Try it
When you set down the entries, keep every word exactly as it is but drop the pictures.

##### Material shown

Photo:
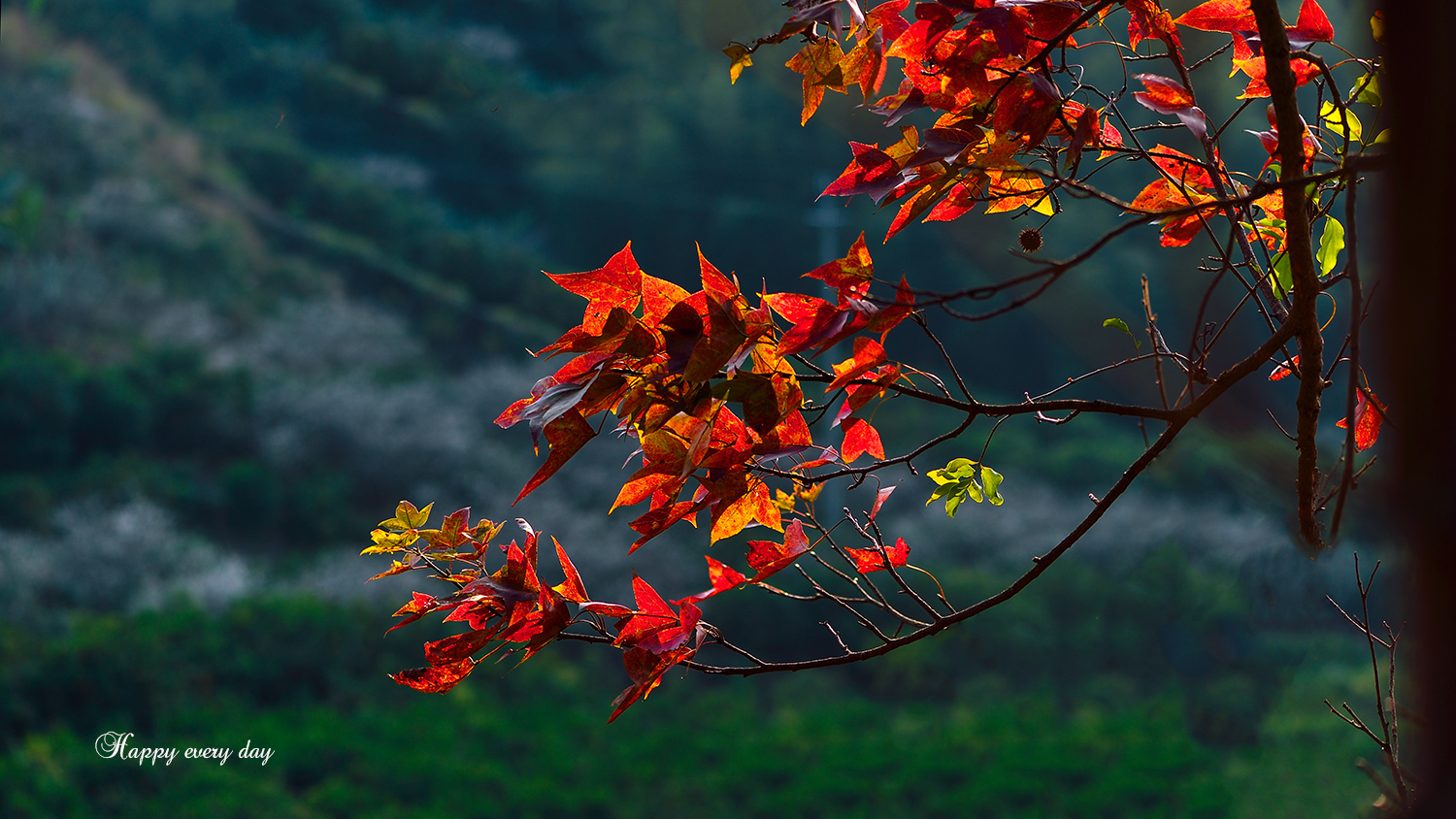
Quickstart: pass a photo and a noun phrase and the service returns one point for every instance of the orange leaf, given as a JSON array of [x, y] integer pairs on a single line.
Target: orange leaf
[[646, 671], [571, 588], [1369, 411], [1164, 95], [861, 438], [868, 354], [614, 284], [1220, 16], [1312, 25], [456, 647], [870, 559], [1147, 19], [849, 276], [768, 557], [437, 678], [567, 435], [818, 63], [731, 515], [1286, 370]]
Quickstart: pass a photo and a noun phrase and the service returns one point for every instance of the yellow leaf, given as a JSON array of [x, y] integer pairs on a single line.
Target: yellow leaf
[[742, 58]]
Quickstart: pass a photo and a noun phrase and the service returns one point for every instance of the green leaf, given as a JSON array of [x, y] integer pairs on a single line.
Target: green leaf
[[1330, 245], [1121, 325], [958, 481], [961, 467], [1369, 95], [1283, 278], [992, 478], [1330, 113]]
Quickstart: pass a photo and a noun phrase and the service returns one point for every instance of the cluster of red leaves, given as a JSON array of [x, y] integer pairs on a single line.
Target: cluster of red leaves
[[672, 367], [507, 606], [1184, 183], [975, 63], [1369, 410], [512, 606], [981, 64], [1237, 17]]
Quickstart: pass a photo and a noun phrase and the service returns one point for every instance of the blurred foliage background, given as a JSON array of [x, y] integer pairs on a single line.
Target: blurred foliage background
[[268, 267]]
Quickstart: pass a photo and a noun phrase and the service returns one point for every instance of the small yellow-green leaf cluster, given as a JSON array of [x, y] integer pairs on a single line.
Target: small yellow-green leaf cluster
[[958, 480]]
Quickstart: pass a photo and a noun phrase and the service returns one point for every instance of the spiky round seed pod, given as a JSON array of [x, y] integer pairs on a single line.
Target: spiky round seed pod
[[1030, 241]]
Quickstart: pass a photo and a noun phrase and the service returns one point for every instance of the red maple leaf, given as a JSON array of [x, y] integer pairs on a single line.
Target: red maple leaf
[[1369, 411], [769, 557], [871, 560]]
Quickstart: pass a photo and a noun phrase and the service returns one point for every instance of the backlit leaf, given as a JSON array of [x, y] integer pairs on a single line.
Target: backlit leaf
[[567, 435], [1330, 245], [437, 678], [871, 560], [861, 438], [1220, 16], [768, 557], [740, 58], [1369, 413]]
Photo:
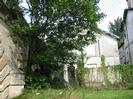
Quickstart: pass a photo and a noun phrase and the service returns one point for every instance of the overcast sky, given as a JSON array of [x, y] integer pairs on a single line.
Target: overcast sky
[[113, 9]]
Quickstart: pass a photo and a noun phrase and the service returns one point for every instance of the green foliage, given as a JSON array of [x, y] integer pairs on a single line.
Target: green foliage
[[117, 28], [80, 93], [53, 30], [80, 74], [81, 71], [55, 27], [130, 86], [36, 81], [104, 70]]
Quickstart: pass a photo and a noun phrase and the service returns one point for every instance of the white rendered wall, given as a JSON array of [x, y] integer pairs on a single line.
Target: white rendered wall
[[106, 46]]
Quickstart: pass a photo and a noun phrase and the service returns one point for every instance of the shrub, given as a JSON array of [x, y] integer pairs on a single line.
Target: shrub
[[130, 85], [36, 81]]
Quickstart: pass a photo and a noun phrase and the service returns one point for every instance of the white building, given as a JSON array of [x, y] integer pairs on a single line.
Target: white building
[[106, 44], [126, 49]]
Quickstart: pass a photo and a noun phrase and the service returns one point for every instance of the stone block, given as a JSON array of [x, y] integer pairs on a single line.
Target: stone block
[[4, 94]]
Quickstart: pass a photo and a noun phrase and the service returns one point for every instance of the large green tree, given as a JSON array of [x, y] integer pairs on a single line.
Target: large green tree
[[54, 29]]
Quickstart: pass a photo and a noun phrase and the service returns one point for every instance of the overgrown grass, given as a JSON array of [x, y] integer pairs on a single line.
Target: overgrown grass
[[80, 93]]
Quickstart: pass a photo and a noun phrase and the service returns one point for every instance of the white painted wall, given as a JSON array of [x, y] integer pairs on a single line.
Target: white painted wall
[[105, 45], [128, 42], [130, 3]]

##########

Answer space
Photo:
Quickstart: pass a photo and a noun phrase and the service returns one point for every instance of the orange leaf, given as a JSON array of [x, y] integer pairs on a single line.
Target: orange leaf
[[646, 671], [571, 588], [1369, 411], [1164, 95], [861, 438], [868, 354], [614, 284], [1220, 16], [1312, 25], [456, 647], [870, 559], [1147, 19], [849, 276], [768, 557], [437, 678], [567, 435], [818, 63], [731, 515], [1286, 370]]
Quickstart: pass a photo and a noun phrase and the service returns one point for every instance of the yellow leaf, given as a JSON array of [x, y] integer pairs on a single line.
Target: yellow leaf
[[742, 58]]
Quickstart: pass a photo and a noun phrase and the service returns one point for every instance of the green leaf, given as a JSON array of [x, y] integer pairs on a single line.
Target: green leaf
[[1330, 245], [1121, 325], [958, 481], [961, 467], [1369, 95], [1283, 278], [992, 478], [1330, 113]]
Quickstart: pass a photo and a noun phrase and the service returns one point for every instance of the cluster of red leaves, given as a JSON array of [x, y] integer pairs on a single line.
Target: cluster of red leaves
[[672, 367], [507, 606], [1184, 183], [975, 63], [1369, 410], [512, 606], [981, 64], [1237, 17]]
Quickstart: pass a photo and a noun phrase and the service returns one point for every instance of the blurred foliage background, given as a JSON array of [x, y] integer pairs on a single line.
Target: blurred foliage background
[[268, 267]]
Quickstart: pass a photo and a noun phrase and the service returns one point for every instance of the small yellow-green leaf cluster, given as a JSON array of [x, y] integer pairs on a single line.
Target: small yellow-green leaf cluster
[[958, 480]]
Quickstart: pass a photo and a noun phrase and the service returns one point for every instance of the spiky round seed pod, given as a JSON array of [x, y] integer pairs on a single line.
Target: spiky round seed pod
[[1030, 241]]
Quickstart: pass a photo and a noun phrase and the service returns one point for every instance of the red maple leaf, given as a JSON array of [x, y] integer pairs on a single line.
Target: red maple leaf
[[1369, 411], [769, 557], [871, 560]]
Quickstart: pass a photo and a noun phrase and the service returns one point for every instance of the backlit leaf, given as a JSON array of [x, y] integer pairs on a single line.
Target: backlit leaf
[[567, 435], [1330, 245], [437, 678], [871, 560], [861, 438], [1220, 16], [768, 557], [740, 58], [1369, 413]]
Photo:
Quickstart: pass a photo and a noun phrase and the service returns one point for every instance of the overcast sky, given as a JSON array of [x, y] integer pairs on a single line.
Target: overcast sky
[[113, 9]]
Quickstart: pass a photo and a noun phrase and the service returns one point for every instance of the green foliage, given as a JSON array of [x, y] integer pairs on a single line.
Target: green foliage
[[117, 28], [80, 93], [53, 30], [80, 74], [81, 71], [55, 27], [130, 86], [36, 81], [104, 70]]
Quickstart: pass a photo and a noun phrase and the service returns one point for every instance of the white rendered wall, given as a JSON array of [x, y] integer pairs on a single line.
Target: white rendered wall
[[106, 46]]
Quickstart: pass a photo and a noun phrase and the service returns one point for every instance of the shrub, given as a JSON array of [x, y] integer pairs on a single line.
Target: shrub
[[130, 85], [36, 81]]
Quickstart: pass a photo and a noun phrase and the service returns one point for every instance of the white building, given as a JSON array of [x, y] integer pairs on a single line.
Target: white building
[[106, 44], [126, 49]]
Quickstart: pass a photo and a noun phrase and the service returns one point for every instance of the stone block, given as a JSON array of [x, y] integer pairs on a single line.
Target: stone block
[[4, 94]]
Quickstart: pass a photo and a noun phrase and the service returns one point for every instance of the large green tree, given as a JSON array of [x, y] integer pairs on a single line.
Target: large green tree
[[54, 29]]
Quickstart: pass a photo and a noun phrase and the service returns one point for every instance of the overgrown grass, given as a JSON array of [x, y] integer pairs on a single line.
Target: overgrown grass
[[80, 93]]
Quickstart: pass a photo and a noun phrase and the service returns one point for every instance of the white painted wall, given as a JSON array of [x, y] integer pairs on a single line.
Target: white painted wall
[[105, 45], [128, 42], [130, 3]]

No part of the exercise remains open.